= Peter Lennon =

Irish journalist and film director

Peter Gerard Lennon (28 February 1930 - 18 March 2011) was an Irish journalist and film director, probably best known as director of the social history documentary film Rocky Road to Dublin. He worked for The Guardian newspaper for many years.

==Personal life==

Born in Dublin to an alcoholic father and pious mother, Lennon was educated at Synge Street CBS before starting work in a bank, where he also freelanced as a music critic for the Irish Press.

As well as The Guardian, Lennon wrote for publications such as The Listener, the BBC magazine.

Peter Lennon had been married since 1962 to the Finnish journalist and lawyer Eeva Lennon (née Karikoski).
◆ ◆ ◆ ◆ ◆
→ **Task goal**
Return the complete Peter Lennon text verbatim. Rely solely on the Peter Lennon text for what follows.

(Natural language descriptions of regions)
◆ ◆ ◆ ◆ ◆
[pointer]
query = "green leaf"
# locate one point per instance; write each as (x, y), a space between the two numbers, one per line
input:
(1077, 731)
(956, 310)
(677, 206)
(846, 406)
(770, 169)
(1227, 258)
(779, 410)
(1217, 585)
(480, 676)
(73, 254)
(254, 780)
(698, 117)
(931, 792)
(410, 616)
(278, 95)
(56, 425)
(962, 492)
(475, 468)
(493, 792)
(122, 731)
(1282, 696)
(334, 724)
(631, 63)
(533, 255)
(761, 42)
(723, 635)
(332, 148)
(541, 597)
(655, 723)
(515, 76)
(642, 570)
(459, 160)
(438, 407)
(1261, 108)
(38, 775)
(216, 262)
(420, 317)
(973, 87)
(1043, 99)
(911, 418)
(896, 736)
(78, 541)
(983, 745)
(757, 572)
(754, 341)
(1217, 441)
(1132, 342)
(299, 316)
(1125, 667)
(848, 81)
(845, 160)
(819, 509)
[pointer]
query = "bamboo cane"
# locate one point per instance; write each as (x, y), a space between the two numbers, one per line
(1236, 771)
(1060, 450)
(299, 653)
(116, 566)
◆ ◆ ◆ ◆ ◆
→ **Answer to the problem**
= Peter Lennon =

Irish journalist and film director

Peter Gerard Lennon (28 February 1930 - 18 March 2011) was an Irish journalist and film director, probably best known as director of the social history documentary film Rocky Road to Dublin. He worked for The Guardian newspaper for many years.

==Personal life==

Born in Dublin to an alcoholic father and pious mother, Lennon was educated at Synge Street CBS before starting work in a bank, where he also freelanced as a music critic for the Irish Press.

As well as The Guardian, Lennon wrote for publications such as The Listener, the BBC magazine.

Peter Lennon had been married since 1962 to the Finnish journalist and lawyer Eeva Lennon (née Karikoski).